### Texte
((
La guerre et le crime (Pascal Chabaud)


Pascal Chabaud. – La guerre et le crime. – Chamalières : Christine Bonneton, 2024. – 251 pages.

 

Polar historique

 

 

 

 

 

Résumé :

 

Saint-Germain-des Fossés, Allier, février 1942. Le corps du journaliste britannique John McNee est retrouvé dans un wagon de marchandises à destination de l'Allemagne. Au même moment, deux journalistes de La Montagne qui font passer des informations à la BBC, interdite en France, sont séquestrés. Tous trois couvraient le procès de Riom, qui juge les « responsables de la défaite » de juin 1940. Procès sous haute tension, où le régime de Vichy joue sa survie, face à une Allemagne qui pousse au retour de Pierre Laval pour une « collaboration » plus efficace.
))
### Consignes
**a)** Traduisez en anglais cette phrase du résumé : « Le corps du journaliste britannique John McNee est retrouvé dans un wagon de marchandises à destination de l'Allemagne. »
**b)** Dans les lignes du jeu de données, remplacez « soccer » par « football » sur la portion qui s'ouvre avec la ligne contenant « ball visible in » et se ferme avec celle contenant « [622, 381, 736, 514] », puis réécrivez seulement cette portion sans rien changer d'autre.

[Lignes du jeu de données]
((
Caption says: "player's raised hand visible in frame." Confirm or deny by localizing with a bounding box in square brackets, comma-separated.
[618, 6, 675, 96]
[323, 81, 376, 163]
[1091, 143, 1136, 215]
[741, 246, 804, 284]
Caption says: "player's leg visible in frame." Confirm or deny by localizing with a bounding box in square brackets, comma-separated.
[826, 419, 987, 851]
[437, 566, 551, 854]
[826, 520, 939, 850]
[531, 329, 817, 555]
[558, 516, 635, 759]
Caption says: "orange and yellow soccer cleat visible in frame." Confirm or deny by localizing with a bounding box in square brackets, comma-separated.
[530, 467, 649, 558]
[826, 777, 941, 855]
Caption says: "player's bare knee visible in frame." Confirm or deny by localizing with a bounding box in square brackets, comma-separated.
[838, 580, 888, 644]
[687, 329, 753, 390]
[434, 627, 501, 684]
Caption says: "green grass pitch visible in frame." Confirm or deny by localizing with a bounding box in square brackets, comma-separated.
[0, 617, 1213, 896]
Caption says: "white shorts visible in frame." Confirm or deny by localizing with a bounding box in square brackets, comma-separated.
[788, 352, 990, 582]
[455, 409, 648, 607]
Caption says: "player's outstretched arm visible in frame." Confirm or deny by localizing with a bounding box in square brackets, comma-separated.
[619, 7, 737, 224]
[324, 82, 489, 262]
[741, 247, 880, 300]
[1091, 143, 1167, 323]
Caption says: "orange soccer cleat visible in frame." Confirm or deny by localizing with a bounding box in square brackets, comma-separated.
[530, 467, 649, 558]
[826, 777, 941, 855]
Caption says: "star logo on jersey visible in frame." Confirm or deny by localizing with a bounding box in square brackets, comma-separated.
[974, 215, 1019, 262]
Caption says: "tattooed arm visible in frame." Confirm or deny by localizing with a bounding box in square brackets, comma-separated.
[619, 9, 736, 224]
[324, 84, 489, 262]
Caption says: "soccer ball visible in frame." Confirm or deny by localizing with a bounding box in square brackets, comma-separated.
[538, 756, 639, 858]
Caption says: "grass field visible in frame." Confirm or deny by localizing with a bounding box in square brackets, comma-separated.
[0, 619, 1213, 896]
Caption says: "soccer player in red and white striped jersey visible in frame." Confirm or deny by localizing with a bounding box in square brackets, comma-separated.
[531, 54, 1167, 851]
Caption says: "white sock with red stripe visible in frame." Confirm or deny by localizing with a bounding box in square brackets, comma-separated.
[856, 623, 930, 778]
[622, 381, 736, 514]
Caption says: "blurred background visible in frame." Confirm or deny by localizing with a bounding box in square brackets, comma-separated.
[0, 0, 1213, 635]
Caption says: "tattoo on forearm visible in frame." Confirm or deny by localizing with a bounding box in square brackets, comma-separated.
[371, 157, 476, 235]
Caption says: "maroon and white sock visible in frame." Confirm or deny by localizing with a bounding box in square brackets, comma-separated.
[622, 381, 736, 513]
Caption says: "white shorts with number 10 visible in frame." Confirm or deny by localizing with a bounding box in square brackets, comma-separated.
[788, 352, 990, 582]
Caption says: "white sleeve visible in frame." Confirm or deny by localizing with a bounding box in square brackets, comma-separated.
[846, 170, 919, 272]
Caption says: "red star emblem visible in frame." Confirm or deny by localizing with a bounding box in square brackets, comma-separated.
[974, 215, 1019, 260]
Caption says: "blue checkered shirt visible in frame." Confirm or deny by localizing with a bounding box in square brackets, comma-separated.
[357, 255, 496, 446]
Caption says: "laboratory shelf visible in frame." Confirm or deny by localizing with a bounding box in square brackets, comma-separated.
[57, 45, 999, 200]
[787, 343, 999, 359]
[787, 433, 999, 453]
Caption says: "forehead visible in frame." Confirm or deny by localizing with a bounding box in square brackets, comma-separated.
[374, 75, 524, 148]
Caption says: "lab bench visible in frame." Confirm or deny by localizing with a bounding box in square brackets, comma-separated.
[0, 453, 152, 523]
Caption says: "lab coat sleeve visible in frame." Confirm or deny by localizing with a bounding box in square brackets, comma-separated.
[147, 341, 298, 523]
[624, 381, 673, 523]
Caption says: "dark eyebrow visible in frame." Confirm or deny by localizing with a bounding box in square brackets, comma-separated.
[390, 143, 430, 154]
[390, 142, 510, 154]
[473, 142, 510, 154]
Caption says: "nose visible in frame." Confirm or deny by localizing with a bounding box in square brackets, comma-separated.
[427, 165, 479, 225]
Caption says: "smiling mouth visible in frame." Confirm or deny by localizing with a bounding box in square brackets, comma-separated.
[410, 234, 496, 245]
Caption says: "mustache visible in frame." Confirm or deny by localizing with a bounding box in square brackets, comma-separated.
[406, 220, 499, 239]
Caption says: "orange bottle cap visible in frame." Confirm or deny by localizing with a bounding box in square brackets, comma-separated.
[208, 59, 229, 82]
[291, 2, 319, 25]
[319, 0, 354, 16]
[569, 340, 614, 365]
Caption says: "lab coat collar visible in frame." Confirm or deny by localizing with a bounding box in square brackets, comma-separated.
))
### Réponses finales
**a)** The body of British journalist John McNee is found in a freight car bound for Germany.

**b)**
Caption says: "football ball visible in frame." Confirm or deny by localizing with a bounding box in square brackets, comma-separated.
[538, 756, 639, 858]
Caption says: "grass field visible in frame." Confirm or deny by localizing with a bounding box in square brackets, comma-separated.
[0, 619, 1213, 896]
Caption says: "football player in red and white striped jersey visible in frame." Confirm or deny by localizing with a bounding box in square brackets, comma-separated.
[531, 54, 1167, 851]
Caption says: "white sock with red stripe visible in frame." Confirm or deny by localizing with a bounding box in square brackets, comma-separated.
[856, 623, 930, 778]
[622, 381, 736, 514]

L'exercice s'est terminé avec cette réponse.